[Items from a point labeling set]
-------------------------
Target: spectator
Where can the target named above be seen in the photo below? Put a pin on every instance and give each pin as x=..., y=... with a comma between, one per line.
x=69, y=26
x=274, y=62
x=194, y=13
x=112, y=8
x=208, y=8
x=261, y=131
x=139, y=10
-------------------------
Objective:
Copy every line of the item above without changing anything.

Response to this exercise:
Target: spectator
Where can the target named above be seen in the photo below? Put a pin on every instance and give each pin as x=..., y=... with a comma between, one per line.
x=69, y=26
x=274, y=62
x=194, y=13
x=112, y=8
x=208, y=8
x=261, y=131
x=139, y=10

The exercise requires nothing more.